## Source text

[Start of section]

Ahead of tomorrow’s World Mental Health Day, Stephen Lambert discusses why the issue should be regional priority.

WORLD Mental Health Day places a spotlight on an issue which affects millions. It’s also about raising awareness and sharing a better understanding of mental health issues – especially suicide.

Eight hundred thousand people die by suicide across the globe every year. It’s the second highest cause of death among young people under 30. In Britain, men are three times more likely to take their own lives than women. Seventy five per cent haven’t been in touch with their family doctor before their death. Working class people living in the most disadvantaged places are ten times more at risk of suicide than those living in the most prosperous areas.

In the North of England one in four have a mental illness. In a report released last autumn by the mental health charity MIND two out of three people have experienced a panic attack or a bout of depression in the last year. One in ten children are estimated to have a diagnosable mental illness, and there’s a compelling moral and economic case for dealing with mental ill-health among teenagers.

Despite extra government investment, a survey by Young Minds revealed that half of all clinical commissioning groups in England aren’t spending the full allocation on young people’s mental health.

[End of section]

## Data records
[Start of section]

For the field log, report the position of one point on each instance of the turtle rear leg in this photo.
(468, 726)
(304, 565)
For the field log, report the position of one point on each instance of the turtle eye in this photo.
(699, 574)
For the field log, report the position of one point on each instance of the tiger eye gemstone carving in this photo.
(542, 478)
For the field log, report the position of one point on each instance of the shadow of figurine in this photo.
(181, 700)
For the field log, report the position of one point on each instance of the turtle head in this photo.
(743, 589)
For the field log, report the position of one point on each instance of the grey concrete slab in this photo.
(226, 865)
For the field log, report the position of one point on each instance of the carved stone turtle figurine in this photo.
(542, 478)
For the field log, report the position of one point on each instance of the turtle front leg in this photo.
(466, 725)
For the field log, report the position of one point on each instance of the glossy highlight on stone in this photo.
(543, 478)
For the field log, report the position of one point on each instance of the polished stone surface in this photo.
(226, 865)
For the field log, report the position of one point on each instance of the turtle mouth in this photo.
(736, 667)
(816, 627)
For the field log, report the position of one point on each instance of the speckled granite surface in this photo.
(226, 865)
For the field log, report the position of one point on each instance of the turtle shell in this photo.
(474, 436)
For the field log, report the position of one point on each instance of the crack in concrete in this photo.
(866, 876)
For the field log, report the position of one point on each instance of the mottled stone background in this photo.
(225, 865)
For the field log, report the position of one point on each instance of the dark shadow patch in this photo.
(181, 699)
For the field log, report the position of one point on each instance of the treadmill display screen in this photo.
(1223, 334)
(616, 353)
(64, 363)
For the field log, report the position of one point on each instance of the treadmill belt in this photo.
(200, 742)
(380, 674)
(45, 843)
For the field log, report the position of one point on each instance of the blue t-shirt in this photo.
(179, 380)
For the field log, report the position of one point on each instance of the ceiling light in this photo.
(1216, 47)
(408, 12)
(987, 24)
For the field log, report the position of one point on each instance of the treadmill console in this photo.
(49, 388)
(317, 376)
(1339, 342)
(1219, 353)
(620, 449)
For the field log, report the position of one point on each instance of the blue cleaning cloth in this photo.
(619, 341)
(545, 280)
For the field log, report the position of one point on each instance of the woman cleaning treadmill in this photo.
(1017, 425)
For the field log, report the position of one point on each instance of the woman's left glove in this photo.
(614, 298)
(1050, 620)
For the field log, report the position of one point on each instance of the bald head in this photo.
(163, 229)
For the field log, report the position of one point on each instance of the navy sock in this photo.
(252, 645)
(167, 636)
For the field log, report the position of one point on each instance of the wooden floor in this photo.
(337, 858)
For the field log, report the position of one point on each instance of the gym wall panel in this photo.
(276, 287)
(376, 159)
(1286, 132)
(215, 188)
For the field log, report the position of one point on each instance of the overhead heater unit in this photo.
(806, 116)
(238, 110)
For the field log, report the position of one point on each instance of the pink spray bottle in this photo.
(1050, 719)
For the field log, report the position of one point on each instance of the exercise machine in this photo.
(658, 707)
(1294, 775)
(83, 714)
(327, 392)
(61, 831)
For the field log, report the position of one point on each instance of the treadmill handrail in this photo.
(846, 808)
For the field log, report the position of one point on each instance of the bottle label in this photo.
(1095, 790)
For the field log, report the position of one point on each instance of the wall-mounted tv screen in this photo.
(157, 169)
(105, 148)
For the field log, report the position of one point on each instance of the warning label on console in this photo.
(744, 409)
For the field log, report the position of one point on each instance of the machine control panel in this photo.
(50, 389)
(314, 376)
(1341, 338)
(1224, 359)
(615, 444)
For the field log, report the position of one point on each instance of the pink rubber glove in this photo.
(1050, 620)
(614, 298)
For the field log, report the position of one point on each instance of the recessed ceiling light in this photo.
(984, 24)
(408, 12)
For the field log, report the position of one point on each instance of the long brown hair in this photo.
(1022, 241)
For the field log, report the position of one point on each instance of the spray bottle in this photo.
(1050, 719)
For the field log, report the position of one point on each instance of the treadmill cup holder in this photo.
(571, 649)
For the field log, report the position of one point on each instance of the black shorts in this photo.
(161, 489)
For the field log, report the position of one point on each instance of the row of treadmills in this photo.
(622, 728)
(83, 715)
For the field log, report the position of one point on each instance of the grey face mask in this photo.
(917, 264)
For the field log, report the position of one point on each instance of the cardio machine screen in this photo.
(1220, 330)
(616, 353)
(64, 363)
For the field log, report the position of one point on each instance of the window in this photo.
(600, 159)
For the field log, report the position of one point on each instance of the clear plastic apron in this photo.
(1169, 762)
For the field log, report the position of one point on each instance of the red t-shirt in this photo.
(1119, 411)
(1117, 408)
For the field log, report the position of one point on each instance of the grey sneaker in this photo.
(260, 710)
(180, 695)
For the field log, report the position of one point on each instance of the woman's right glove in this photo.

[End of section]

## Exercise prompt
Answer these from the text on mental health:
(a) How many people die by suicide across the globe every year?
(b) How many people in the North of England have a mental illness?
(c) According to the Young Minds survey, what share of clinical commissioning groups in England aren't spending the full allocation on young people's mental health?
None of the lines is needed for what comes next.

## Exercise response
(a) Eight hundred thousand
(b) One in four
(c) Half